**What you need to do**:
(a) Quote the stretch of the cloud feedback discussion from "Are you saying" through "in that paper.".
(b) In the cloud feedback discussion, what span of years is Frank's seasonal monthly SST graph averaged over?
(c) Please summarize the cloud feedback discussion in three sentences.

**Text**:
--------------------------------------------------
Are you saying you found a source showing that sea surface temperature in the tropics is or isn’t varying along with the amount of low clouds in the same area? I just don’t follow what you’re saying yet.
Fig. 5 in Corti shows delays of hours to many days before you get the resulting change in insolation from above down to the surface, following a low cloud event that moves moisture up and away from that area, if I understand it.
But it’s an old paper. That’s why I asked if you’d read any of the citing papers subsequent to it, as it says much needs to be understood that they aren’t explaining yet in that paper.
Also, I don’t know how much of sea surface temperature depends on wind mixing at the surface, vs. upwelling of deeper water that’s often colder. Are you sure sea surface temp. follows low clouds closely due to changes in sunlight reaching the surface?
Frank says
Hank, of course you are right when you look detailed at the SST. There are many influences as you mentioned. Anyway, I looked at longtime averages, the saisonal monthly SST- Graph is averaged from 1900…2012. And I think the basic question is still standing: If there is a stong positive feedback from lower/ medium clouds ( I think in this matter the physics didn’t change since 2006, the effect is very fast and good reflected in monthly data)than one should see it in different slopes of trends of the different month when there are temperature- delta of 1K and a general warming trend since 1975. When you calculate the trends for the single month than you don’t see a dependence of the slope on the absolute saisonal temperature. And that makes me wonder…
Dave123 says
Pete- thanks for the pithy summary. I guess I’m not with the program in the sense that I’ve had some other conversations where people argue that this is a modeling cell size/operation issue…once you transport the water vapor out side the cell in which it originated different rules apply.
I’ve felt a tension/confusion between real world results vs the world as seen through a model for Sherwood overall. At this point I’m throwing up my hands and am going to write to Sherwood directly.
Even if we get more cloud bursts, as I would describe what you said- a clear statement to that effect would be useful.
Clive Best says
My criticism of the Sherwood paper is that it doesn’t provide sufficient information to allow duplication of their observational results. In particular:
1. The drying index S is restricted to an area mostly around Indonesia. What month(s) and year(s) were used for the MERRA data?
2. The mixing index D excludes Indonesia and the Indian Ocean and is apparently restricted to just one month – september (year?).
3. There is apparently zero error on the MERRA/ERAI values for index D. Can this be true? This is the crucial result affecting the whole conclusion of the paper, since the observational value of S lies in the middle of model sensitivities. Only D is the outlier. So were the model values likewise calculated for the same area and one moment in time because they must evolve with increasing CO2 ? If yes – does that correspond to the same time (e.g. September 2012) as that used to calculate the value of D.
--------------------------------------------------
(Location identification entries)
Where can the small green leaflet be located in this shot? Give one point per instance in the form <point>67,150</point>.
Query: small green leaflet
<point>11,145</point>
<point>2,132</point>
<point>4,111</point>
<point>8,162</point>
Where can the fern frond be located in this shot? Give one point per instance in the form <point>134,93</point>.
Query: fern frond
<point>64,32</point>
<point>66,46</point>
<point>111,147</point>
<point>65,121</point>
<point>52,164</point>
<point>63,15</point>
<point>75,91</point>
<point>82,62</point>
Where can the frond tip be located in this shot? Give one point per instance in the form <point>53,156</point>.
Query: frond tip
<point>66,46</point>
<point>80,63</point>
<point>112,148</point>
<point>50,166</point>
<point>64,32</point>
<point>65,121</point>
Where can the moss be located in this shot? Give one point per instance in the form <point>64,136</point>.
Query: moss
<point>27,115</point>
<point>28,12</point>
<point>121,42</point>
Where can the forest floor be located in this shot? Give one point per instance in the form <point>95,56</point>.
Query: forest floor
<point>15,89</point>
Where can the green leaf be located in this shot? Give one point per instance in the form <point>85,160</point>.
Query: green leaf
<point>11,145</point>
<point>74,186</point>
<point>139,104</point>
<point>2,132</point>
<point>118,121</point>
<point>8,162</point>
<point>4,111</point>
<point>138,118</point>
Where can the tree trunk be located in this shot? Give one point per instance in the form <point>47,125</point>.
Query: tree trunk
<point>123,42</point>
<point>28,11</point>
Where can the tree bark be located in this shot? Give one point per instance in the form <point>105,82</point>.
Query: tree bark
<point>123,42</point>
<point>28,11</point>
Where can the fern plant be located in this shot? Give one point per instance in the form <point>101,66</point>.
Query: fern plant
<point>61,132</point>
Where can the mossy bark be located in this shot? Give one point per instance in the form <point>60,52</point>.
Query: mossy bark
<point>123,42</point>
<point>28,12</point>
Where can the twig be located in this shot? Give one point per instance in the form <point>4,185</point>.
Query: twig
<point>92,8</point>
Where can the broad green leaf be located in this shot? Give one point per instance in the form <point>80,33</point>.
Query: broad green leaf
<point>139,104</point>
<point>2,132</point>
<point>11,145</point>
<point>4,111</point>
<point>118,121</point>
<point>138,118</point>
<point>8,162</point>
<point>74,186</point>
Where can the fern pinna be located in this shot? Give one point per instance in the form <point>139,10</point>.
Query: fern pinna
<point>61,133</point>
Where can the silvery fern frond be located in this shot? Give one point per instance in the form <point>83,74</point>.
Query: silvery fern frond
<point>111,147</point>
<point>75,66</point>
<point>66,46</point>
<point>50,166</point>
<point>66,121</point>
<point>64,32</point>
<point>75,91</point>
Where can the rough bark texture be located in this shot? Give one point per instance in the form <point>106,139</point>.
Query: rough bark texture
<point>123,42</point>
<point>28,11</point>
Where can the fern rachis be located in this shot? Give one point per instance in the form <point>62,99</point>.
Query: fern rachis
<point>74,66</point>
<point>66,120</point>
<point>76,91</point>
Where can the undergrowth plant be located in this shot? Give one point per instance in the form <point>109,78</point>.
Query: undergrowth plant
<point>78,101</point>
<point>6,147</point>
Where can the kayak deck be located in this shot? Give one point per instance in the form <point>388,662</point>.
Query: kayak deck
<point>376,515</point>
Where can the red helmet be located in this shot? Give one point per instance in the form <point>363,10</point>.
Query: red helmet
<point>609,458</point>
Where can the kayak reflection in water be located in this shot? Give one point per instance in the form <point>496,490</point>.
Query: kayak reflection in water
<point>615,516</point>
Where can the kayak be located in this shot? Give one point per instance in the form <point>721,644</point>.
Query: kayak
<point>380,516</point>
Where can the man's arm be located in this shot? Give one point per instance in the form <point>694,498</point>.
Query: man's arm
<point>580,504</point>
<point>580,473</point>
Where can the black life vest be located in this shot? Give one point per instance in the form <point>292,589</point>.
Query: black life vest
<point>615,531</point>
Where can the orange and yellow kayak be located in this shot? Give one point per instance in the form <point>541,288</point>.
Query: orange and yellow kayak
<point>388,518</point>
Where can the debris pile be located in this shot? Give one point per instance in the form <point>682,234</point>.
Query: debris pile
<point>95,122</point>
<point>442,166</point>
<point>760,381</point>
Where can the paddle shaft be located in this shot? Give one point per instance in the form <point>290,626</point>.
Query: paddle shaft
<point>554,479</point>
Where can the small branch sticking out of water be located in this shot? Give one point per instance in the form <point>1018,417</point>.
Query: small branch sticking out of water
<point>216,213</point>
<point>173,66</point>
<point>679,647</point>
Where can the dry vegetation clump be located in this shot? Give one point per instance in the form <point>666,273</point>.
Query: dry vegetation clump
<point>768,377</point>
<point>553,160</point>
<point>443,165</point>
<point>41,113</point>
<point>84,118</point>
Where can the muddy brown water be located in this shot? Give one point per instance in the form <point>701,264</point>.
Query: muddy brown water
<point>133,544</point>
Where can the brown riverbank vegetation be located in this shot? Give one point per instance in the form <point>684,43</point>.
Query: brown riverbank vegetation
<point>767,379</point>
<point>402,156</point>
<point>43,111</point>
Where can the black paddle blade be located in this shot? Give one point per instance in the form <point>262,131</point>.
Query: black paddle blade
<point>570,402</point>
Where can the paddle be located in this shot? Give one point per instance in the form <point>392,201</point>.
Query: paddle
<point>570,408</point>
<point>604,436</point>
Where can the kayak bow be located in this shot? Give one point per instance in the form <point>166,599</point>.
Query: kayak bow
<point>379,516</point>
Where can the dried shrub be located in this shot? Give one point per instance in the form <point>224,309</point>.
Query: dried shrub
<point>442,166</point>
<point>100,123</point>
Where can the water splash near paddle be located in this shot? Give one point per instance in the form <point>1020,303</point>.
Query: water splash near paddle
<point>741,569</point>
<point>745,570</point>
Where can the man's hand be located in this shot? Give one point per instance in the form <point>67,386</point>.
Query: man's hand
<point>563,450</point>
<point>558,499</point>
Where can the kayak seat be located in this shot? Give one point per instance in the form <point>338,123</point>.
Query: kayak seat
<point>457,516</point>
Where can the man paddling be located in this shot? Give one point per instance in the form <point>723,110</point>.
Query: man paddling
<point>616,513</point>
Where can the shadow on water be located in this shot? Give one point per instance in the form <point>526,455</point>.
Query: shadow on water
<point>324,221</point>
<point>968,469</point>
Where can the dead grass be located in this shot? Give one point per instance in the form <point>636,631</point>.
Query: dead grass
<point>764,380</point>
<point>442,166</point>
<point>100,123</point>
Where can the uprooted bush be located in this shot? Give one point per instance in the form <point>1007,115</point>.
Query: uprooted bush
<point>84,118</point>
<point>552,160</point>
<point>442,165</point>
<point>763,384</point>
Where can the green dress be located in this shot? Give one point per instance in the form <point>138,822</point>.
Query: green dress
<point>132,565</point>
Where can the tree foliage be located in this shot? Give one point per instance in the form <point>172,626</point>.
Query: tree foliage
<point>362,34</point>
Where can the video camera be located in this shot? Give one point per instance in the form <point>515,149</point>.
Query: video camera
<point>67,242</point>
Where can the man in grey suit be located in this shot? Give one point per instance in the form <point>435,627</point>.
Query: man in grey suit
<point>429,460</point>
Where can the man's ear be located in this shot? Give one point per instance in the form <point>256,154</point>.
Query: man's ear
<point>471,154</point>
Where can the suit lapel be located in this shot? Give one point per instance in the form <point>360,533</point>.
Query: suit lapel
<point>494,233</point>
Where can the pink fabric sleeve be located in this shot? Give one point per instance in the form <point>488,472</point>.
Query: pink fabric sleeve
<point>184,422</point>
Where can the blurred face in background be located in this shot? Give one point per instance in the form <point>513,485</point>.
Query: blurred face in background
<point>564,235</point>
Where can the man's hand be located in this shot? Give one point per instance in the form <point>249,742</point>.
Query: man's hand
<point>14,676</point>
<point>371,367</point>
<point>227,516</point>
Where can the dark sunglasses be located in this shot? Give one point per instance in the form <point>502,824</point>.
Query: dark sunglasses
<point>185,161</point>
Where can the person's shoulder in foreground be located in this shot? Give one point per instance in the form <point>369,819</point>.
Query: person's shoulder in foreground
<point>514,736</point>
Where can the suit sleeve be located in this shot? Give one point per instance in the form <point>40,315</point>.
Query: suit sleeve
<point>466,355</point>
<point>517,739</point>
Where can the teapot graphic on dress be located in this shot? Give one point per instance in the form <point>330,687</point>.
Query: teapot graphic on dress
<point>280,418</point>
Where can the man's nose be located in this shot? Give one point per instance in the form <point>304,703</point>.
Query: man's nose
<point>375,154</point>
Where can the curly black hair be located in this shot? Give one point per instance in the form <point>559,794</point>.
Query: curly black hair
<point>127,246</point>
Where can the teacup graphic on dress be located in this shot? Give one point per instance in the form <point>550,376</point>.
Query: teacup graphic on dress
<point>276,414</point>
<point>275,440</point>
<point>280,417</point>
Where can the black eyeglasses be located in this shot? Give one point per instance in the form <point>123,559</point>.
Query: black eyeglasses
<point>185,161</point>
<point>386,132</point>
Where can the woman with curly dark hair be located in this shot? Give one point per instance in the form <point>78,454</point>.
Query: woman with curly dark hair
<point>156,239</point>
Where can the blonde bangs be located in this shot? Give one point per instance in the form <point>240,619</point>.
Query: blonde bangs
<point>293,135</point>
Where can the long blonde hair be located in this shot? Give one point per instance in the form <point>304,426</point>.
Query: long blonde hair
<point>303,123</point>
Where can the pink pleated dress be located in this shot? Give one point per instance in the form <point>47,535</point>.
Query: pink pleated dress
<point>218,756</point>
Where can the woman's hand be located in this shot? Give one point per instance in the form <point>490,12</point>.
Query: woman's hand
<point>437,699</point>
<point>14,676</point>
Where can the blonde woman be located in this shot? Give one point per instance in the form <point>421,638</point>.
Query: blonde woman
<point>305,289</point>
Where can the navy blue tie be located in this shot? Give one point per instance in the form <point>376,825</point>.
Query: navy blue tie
--------------------------------------------------
**Full solutions**:
(a)
Are you saying you found a source showing that sea surface temperature in the tropics is or isn’t varying along with the amount of low clouds in the same area? I just don’t follow what you’re saying yet.
Fig. 5 in Corti shows delays of hours to many days before you get the resulting change in insolation from above down to the surface, following a low cloud event that moves moisture up and away from that area, if I understand it.
But it’s an old paper. That’s why I asked if you’d read any of the citing papers subsequent to it, as it says much needs to be understood that they aren’t explaining yet in that paper.

(b) 1900 through 2012.

(c) The first comment questions whether tropical sea surface temperature closely follows low clouds through changes in sunlight reaching the surface, citing delays shown in Corti and other possible influences such as wind mixing and upwelling. Frank replies that in long-term averaged monthly data, the trends for single months show no dependence of slope on seasonal temperature, which he finds puzzling if there is a strong positive feedback from lower and medium clouds. Dave123 says he will write to Sherwood directly, and Clive Best criticizes the Sherwood paper for not providing enough information to duplicate its observational results, particularly for the indices S and D.